__SELECTED EXCERPT__
>> Start

Delegation to Executive Officers .  To the extent permitted by applicable law, the Board may delegate to one or more executive officers of the Company the power to make Awards and exercise such other powers under the Plan as the Board may determine, provided that the Board shall fix the maximum number of shares subject to Awards and the maximum number of shares for any one Participant to be made by such executive officers.




(c)

Appointment of Committees .  To the extent permitted by applicable law, the Board may delegate any or all of its powers under the Plan to one or more committees or subcommittees of the Board (a “Committee”).  All references in the Plan to the “Board” shall mean the Board or a Committee of the Board or the executive officer referred to in Section 3(b) to the extent that the Board’s powers or authority under the Plan have been delegated to such Committee or executive officer.


4.

Stock Available for Awards


(a)

Number of Shares .  Subject to adjustment under Section 7, Awards may be made under the Plan for up to 3,200,000 shares of common stock, $.01 par value per share, of the Company (the “Common Stock”).  If any Award expires or is terminated, surrendered or canceled without having been fully exercised or is forfeited in whole or in part or results in any Common Stock not being issued, the unused Common Stock covered by such Award shall again be available for the grant of Awards under the Plan, subject, however, in the case of Incentive Stock Options (as hereinafter defined), to any limitation required under the Code.  Shares issued under the Plan may consist in whole or in part of authorized but unissued shares or treasury shares.


(b)

Per-Participant Limit .  Subject to adjustment under Section 7, the maximum number of shares of Common Stock with respect to which an Award may be granted to any Participant under the Plan shall be 300,000 per calendar year.  The per-Participant limit described in this Section 4(b) shall be construed and applied consistently with Section 162(m) of the Code.

>> End

__GIVEN TASK A__
Can you rewrite the records from the start through the line with "x=409 y=277", changing "drop a point" to "place a marker" and keeping everything else the same? Leave the picture out.
The stock plan excerpt and the records have nothing to do with each other.

__SUPPLIED RECORDS__
>> Start

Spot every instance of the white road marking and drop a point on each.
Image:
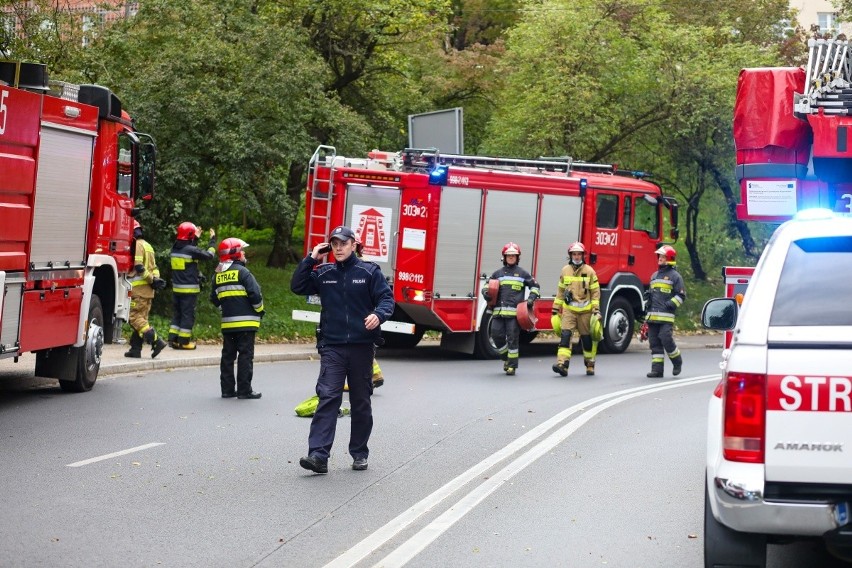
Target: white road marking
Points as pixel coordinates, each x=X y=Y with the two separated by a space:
x=419 y=541
x=115 y=454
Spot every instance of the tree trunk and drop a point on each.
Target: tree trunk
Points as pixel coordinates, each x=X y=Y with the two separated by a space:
x=740 y=226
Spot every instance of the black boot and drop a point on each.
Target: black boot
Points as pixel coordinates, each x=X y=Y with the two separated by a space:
x=656 y=371
x=136 y=343
x=678 y=364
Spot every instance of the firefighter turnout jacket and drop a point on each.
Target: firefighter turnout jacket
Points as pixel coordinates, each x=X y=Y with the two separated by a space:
x=665 y=296
x=349 y=291
x=579 y=290
x=144 y=270
x=237 y=293
x=513 y=280
x=184 y=261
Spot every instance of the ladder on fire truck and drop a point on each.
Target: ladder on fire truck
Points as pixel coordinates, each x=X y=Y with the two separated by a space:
x=828 y=79
x=430 y=158
x=321 y=193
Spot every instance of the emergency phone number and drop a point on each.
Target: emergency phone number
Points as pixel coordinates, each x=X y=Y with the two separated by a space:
x=409 y=277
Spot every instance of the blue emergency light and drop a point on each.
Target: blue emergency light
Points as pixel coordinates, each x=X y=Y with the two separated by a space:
x=438 y=175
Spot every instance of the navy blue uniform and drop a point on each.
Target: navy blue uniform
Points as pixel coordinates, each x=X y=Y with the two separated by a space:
x=349 y=291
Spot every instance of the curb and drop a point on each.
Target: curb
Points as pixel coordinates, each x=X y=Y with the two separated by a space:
x=205 y=361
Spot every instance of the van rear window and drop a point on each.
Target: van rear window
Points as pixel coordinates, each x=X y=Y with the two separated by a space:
x=814 y=288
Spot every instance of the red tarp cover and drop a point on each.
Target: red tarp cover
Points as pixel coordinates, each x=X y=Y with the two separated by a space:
x=763 y=113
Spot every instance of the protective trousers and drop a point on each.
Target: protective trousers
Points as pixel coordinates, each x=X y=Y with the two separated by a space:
x=661 y=341
x=233 y=344
x=353 y=364
x=581 y=322
x=505 y=333
x=183 y=318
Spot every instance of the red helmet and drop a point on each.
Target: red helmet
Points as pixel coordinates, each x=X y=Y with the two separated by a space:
x=576 y=247
x=668 y=251
x=232 y=249
x=187 y=231
x=511 y=248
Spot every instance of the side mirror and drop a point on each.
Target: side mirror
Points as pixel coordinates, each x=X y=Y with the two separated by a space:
x=720 y=314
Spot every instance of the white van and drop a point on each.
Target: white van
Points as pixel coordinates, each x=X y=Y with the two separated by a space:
x=779 y=438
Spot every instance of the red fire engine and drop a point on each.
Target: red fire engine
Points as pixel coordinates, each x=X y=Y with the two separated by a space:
x=436 y=224
x=71 y=168
x=791 y=134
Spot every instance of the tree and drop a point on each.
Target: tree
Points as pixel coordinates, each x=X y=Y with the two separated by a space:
x=231 y=98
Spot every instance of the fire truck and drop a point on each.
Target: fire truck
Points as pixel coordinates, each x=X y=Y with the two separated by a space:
x=791 y=133
x=436 y=223
x=72 y=167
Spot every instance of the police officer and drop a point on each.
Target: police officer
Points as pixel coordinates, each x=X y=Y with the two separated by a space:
x=513 y=280
x=665 y=296
x=356 y=300
x=144 y=279
x=578 y=300
x=237 y=294
x=186 y=282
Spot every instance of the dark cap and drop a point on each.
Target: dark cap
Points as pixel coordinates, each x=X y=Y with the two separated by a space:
x=342 y=232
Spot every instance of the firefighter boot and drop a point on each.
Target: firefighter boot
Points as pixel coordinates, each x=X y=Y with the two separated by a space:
x=378 y=377
x=678 y=364
x=135 y=350
x=656 y=371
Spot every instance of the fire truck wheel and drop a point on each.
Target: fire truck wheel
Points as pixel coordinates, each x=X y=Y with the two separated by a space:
x=618 y=330
x=89 y=355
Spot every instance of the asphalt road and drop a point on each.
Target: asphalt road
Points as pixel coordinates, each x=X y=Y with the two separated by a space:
x=468 y=467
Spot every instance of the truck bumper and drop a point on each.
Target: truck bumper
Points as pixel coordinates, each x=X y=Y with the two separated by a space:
x=738 y=503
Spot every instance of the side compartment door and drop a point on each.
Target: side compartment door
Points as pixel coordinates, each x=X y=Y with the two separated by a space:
x=510 y=216
x=643 y=233
x=559 y=226
x=373 y=213
x=606 y=244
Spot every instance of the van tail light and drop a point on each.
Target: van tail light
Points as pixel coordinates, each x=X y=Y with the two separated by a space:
x=745 y=417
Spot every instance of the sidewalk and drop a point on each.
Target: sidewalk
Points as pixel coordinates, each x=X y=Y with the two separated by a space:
x=113 y=361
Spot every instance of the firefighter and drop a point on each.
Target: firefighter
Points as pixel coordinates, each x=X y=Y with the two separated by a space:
x=578 y=300
x=666 y=294
x=237 y=294
x=505 y=330
x=186 y=282
x=144 y=279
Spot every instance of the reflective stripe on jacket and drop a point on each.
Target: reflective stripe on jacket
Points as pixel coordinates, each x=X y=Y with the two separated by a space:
x=665 y=296
x=578 y=289
x=141 y=281
x=237 y=293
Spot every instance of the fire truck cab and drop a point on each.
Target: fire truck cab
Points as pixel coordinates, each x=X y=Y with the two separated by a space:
x=436 y=225
x=72 y=169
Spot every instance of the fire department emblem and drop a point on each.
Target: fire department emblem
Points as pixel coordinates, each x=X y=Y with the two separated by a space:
x=372 y=225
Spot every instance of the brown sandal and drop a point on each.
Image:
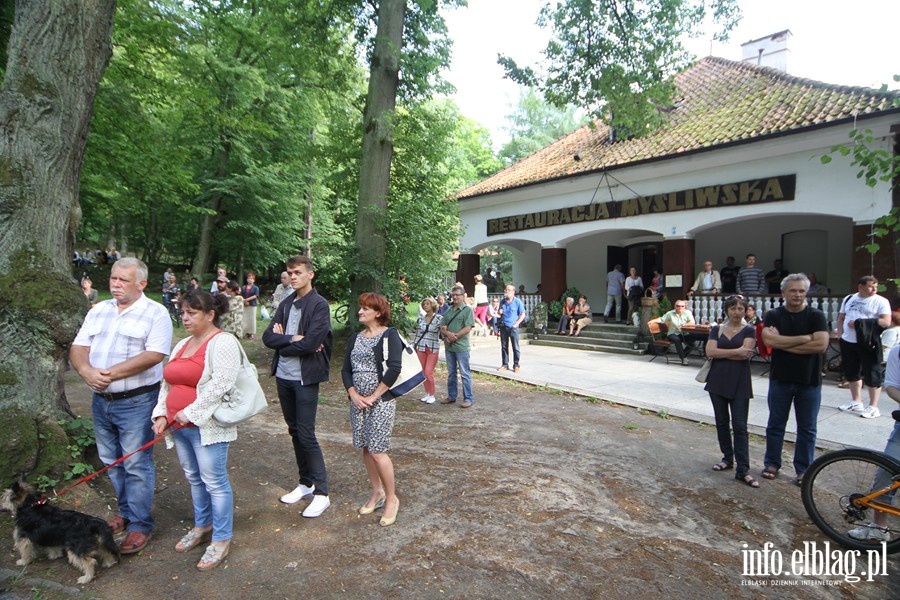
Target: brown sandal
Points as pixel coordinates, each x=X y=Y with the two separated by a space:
x=749 y=481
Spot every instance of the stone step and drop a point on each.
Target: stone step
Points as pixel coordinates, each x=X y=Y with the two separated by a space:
x=585 y=344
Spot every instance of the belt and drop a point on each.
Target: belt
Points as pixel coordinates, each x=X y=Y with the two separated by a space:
x=130 y=393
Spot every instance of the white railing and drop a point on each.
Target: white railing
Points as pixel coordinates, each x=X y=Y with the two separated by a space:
x=707 y=308
x=529 y=300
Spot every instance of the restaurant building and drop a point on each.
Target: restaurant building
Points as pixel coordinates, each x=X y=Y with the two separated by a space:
x=736 y=168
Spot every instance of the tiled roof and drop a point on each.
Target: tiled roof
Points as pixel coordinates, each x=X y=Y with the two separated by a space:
x=717 y=102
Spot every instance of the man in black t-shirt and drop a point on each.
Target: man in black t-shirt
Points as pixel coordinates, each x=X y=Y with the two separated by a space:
x=798 y=335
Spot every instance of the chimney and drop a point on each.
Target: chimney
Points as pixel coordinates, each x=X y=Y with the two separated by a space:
x=768 y=51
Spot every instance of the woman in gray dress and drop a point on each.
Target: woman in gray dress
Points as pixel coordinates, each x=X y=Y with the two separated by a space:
x=730 y=347
x=372 y=407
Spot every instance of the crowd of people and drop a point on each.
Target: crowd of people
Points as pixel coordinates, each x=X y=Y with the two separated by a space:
x=797 y=337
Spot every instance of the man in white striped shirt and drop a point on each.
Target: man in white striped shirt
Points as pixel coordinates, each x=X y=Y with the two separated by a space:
x=119 y=352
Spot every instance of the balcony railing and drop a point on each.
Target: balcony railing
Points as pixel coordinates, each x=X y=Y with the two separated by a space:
x=706 y=308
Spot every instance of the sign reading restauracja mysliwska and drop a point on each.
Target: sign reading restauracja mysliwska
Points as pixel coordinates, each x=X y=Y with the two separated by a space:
x=755 y=191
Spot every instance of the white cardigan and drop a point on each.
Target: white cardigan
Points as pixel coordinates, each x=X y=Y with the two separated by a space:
x=211 y=389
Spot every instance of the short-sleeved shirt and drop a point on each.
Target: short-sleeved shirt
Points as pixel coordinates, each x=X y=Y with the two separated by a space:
x=115 y=337
x=614 y=282
x=787 y=367
x=677 y=321
x=427 y=333
x=457 y=319
x=854 y=307
x=751 y=280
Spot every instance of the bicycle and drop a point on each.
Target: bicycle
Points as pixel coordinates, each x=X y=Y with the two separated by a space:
x=838 y=496
x=172 y=305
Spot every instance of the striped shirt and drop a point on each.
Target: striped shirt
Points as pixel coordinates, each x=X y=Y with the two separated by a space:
x=430 y=338
x=115 y=337
x=751 y=280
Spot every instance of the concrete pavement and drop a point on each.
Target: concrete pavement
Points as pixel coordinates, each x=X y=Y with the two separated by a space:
x=635 y=381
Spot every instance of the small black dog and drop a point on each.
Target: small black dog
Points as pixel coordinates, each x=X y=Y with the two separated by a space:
x=84 y=538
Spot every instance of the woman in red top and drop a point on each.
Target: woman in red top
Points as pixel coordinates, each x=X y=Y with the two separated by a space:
x=201 y=372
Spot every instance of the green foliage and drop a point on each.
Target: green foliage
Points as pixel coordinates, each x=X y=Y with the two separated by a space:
x=557 y=305
x=216 y=109
x=539 y=316
x=500 y=259
x=876 y=165
x=80 y=432
x=616 y=59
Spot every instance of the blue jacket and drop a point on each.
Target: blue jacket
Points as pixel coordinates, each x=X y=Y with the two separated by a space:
x=315 y=326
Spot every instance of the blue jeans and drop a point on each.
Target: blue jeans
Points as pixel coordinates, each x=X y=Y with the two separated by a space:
x=460 y=360
x=806 y=400
x=508 y=334
x=121 y=427
x=299 y=404
x=206 y=469
x=613 y=300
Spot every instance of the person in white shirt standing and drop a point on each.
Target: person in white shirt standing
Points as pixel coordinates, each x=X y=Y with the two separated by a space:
x=118 y=353
x=861 y=318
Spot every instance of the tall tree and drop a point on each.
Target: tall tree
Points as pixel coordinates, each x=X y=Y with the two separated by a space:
x=56 y=55
x=534 y=124
x=378 y=147
x=615 y=58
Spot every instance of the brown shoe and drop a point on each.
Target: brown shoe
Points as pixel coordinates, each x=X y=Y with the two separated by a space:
x=134 y=542
x=118 y=524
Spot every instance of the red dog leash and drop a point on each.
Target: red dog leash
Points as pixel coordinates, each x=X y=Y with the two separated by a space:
x=171 y=427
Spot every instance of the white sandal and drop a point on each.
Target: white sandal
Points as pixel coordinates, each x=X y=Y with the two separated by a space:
x=213 y=556
x=192 y=539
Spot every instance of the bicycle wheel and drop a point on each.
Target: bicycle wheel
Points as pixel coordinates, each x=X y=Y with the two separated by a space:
x=342 y=314
x=833 y=481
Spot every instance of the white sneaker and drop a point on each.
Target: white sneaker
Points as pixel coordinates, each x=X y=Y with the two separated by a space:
x=871 y=412
x=300 y=492
x=317 y=506
x=869 y=532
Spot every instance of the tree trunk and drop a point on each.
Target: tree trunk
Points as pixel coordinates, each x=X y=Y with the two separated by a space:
x=56 y=55
x=378 y=147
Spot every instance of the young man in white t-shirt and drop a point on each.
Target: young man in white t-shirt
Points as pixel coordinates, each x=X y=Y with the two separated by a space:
x=861 y=362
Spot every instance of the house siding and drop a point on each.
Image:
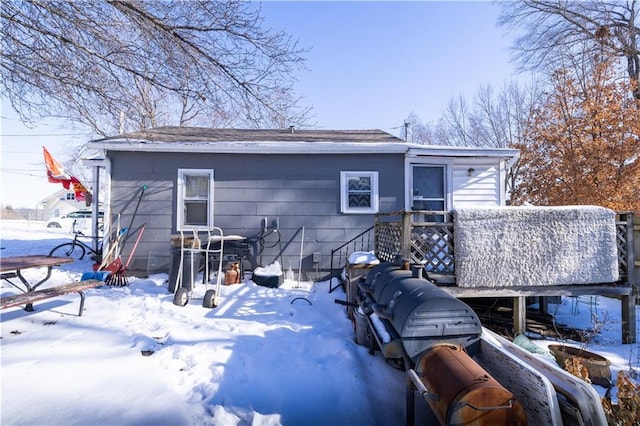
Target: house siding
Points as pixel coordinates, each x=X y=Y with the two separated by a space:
x=298 y=190
x=484 y=188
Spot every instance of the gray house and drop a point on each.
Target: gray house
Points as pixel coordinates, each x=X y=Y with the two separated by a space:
x=276 y=187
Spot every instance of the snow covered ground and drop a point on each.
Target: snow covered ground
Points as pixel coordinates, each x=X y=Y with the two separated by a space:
x=264 y=356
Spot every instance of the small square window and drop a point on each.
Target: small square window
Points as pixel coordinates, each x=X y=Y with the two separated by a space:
x=359 y=192
x=195 y=199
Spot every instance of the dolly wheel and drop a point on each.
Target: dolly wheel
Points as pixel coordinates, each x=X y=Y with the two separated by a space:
x=209 y=300
x=181 y=298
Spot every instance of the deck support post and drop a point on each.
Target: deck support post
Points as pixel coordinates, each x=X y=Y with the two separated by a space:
x=628 y=319
x=519 y=315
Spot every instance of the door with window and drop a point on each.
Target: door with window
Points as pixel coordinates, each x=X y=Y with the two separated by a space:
x=429 y=189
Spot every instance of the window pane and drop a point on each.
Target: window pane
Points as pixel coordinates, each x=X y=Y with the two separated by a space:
x=359 y=200
x=428 y=182
x=195 y=212
x=196 y=186
x=359 y=183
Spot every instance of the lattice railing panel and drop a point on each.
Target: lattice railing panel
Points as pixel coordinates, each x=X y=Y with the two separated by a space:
x=388 y=238
x=433 y=246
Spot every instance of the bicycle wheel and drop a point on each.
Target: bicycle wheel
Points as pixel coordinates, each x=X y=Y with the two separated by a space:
x=68 y=250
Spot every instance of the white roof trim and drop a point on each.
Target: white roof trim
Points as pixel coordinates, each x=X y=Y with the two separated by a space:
x=301 y=147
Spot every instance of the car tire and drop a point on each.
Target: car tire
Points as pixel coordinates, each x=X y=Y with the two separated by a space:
x=181 y=298
x=209 y=300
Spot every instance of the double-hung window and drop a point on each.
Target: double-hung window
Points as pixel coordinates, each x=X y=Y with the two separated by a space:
x=359 y=192
x=195 y=199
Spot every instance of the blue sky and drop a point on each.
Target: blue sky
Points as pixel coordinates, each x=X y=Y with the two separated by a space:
x=370 y=65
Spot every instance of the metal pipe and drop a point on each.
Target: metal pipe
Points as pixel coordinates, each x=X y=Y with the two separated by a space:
x=424 y=392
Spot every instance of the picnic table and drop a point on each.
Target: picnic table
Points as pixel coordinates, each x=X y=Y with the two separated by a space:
x=12 y=267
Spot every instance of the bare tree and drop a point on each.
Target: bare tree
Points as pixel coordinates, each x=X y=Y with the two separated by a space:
x=135 y=64
x=549 y=29
x=583 y=142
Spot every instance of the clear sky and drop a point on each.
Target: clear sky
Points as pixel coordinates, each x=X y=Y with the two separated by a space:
x=370 y=65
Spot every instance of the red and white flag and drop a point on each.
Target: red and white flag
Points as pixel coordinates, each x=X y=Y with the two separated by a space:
x=56 y=173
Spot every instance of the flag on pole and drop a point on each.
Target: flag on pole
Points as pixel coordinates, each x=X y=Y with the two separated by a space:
x=56 y=173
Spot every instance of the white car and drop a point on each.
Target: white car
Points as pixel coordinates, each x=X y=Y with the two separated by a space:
x=78 y=221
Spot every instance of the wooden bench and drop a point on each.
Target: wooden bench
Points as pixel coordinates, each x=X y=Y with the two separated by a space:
x=47 y=293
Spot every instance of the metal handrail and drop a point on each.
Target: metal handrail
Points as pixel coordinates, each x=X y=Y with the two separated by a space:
x=340 y=251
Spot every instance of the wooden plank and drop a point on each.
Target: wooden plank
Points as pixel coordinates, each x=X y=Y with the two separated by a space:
x=564 y=290
x=23 y=262
x=34 y=296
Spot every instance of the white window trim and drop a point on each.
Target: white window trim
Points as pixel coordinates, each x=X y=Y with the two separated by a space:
x=344 y=193
x=180 y=226
x=432 y=161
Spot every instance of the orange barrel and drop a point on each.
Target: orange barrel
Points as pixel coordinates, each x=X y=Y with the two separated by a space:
x=465 y=393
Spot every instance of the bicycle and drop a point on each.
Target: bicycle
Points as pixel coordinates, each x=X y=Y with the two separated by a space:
x=77 y=249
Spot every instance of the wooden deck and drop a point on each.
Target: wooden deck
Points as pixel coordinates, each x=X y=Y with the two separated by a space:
x=430 y=241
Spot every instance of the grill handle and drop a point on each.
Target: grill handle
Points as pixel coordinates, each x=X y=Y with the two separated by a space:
x=345 y=303
x=424 y=392
x=380 y=310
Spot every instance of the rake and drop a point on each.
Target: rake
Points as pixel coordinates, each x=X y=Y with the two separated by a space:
x=118 y=276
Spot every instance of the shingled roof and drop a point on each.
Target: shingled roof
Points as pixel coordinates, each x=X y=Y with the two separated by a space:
x=205 y=134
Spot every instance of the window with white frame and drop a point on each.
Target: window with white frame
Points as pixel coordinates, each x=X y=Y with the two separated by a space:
x=359 y=192
x=195 y=198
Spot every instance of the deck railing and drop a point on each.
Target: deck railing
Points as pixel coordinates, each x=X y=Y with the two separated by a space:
x=427 y=237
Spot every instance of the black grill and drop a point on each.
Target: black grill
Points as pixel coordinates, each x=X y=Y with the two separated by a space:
x=415 y=313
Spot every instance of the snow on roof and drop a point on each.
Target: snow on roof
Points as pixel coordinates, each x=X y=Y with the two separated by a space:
x=279 y=141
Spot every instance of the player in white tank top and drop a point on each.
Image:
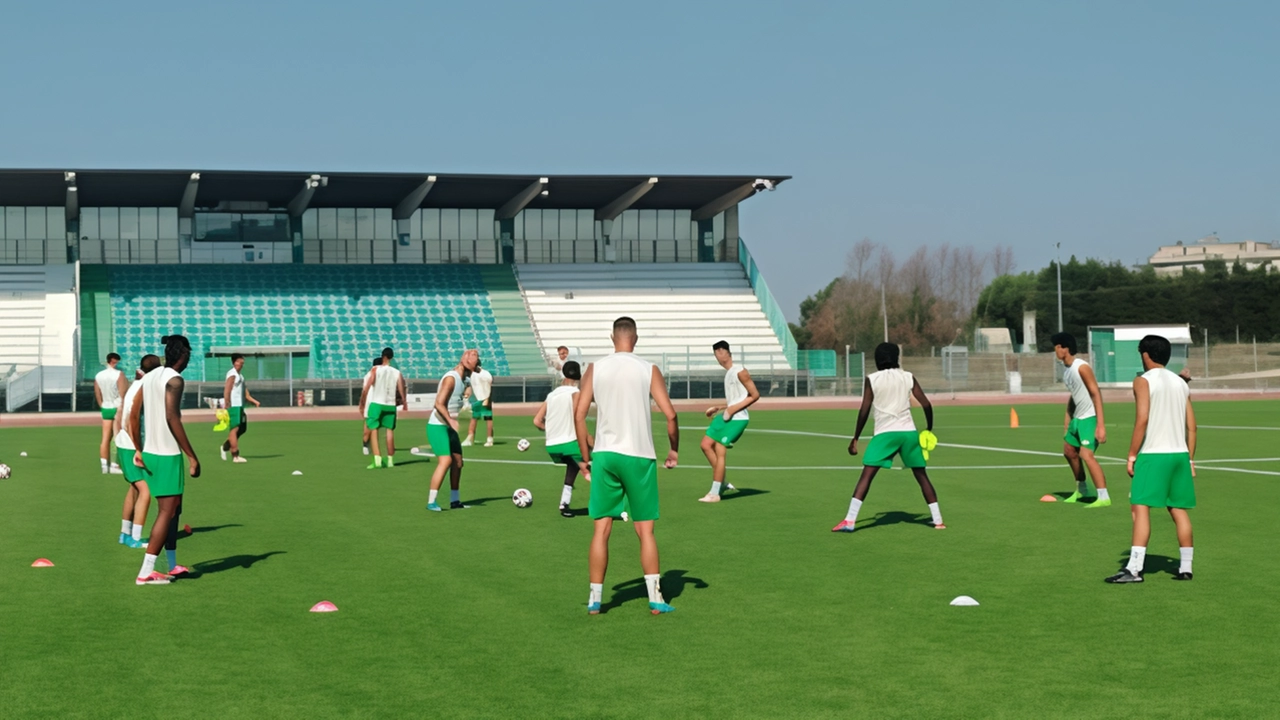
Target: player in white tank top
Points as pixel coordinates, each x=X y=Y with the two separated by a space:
x=1083 y=427
x=621 y=386
x=887 y=393
x=728 y=420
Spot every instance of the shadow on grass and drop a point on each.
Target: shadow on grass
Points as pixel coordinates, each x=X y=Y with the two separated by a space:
x=673 y=583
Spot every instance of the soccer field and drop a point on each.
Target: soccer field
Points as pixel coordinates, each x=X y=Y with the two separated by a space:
x=481 y=611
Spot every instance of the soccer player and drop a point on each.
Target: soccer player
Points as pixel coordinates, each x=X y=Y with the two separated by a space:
x=1161 y=458
x=442 y=432
x=556 y=418
x=1084 y=425
x=159 y=405
x=480 y=391
x=234 y=393
x=384 y=384
x=887 y=392
x=109 y=387
x=137 y=499
x=624 y=468
x=364 y=399
x=731 y=418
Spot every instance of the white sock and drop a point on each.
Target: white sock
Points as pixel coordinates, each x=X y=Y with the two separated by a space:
x=654 y=591
x=854 y=506
x=149 y=565
x=1137 y=556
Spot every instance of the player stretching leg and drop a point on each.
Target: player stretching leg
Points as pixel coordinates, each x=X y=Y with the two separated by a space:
x=109 y=387
x=137 y=499
x=234 y=393
x=442 y=432
x=480 y=390
x=625 y=466
x=556 y=418
x=887 y=392
x=730 y=420
x=163 y=449
x=383 y=384
x=1084 y=427
x=1161 y=458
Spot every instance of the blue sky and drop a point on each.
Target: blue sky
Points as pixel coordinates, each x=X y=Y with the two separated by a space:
x=1109 y=127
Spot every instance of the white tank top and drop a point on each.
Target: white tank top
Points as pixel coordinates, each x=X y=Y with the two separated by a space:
x=735 y=391
x=106 y=383
x=560 y=415
x=455 y=400
x=385 y=383
x=1166 y=420
x=1079 y=392
x=122 y=438
x=891 y=406
x=624 y=423
x=158 y=440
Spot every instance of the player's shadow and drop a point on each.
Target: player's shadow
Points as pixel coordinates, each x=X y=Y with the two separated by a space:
x=673 y=583
x=229 y=563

>> End

__GIVEN TASK B__
In the stock plan excerpt, what causes the Common Stock covered by an Award to become available again for new Awards?

__WRITTEN SOLUTION A__
Spot every instance of the white road marking and place a marker on each.
Image:
Target: white road marking
Points as pixel coordinates, each x=X y=Y with the two separated by a space:
x=419 y=541
x=115 y=454
Spot every instance of the tree trunk and place a marker on each.
Target: tree trunk
Points as pixel coordinates, each x=X y=Y with the two separated by a space:
x=740 y=226
Spot every instance of the black boot and place a marker on each.
Target: black boot
Points as pixel coordinates, each x=X y=Y with the two separated by a space:
x=656 y=371
x=136 y=343
x=678 y=364
Spot every instance of the firefighter turnout jacket and place a marker on each.
Target: firefighter turnout jacket
Points as pixel coordinates, each x=X y=Y with the two separated by a space:
x=665 y=296
x=349 y=291
x=579 y=290
x=144 y=270
x=237 y=293
x=513 y=280
x=184 y=261
Spot every instance of the ladder on fire truck and place a marker on each.
Target: ladder on fire truck
Points as pixel coordinates, each x=X y=Y with the two separated by a space:
x=828 y=79
x=430 y=158
x=321 y=193
Spot every instance of the emergency phone number and place a marker on each.
Target: emergency phone number
Points as pixel coordinates, each x=X y=Y with the two separated by a space:
x=409 y=277

__WRITTEN SOLUTION B__
The shares become available again when the Award expires, is terminated, surrendered, or canceled without having been fully exercised, is forfeited in whole or in part, or results in Common Stock not being issued. For Incentive Stock Options, this is subject to any limitation the Code requires.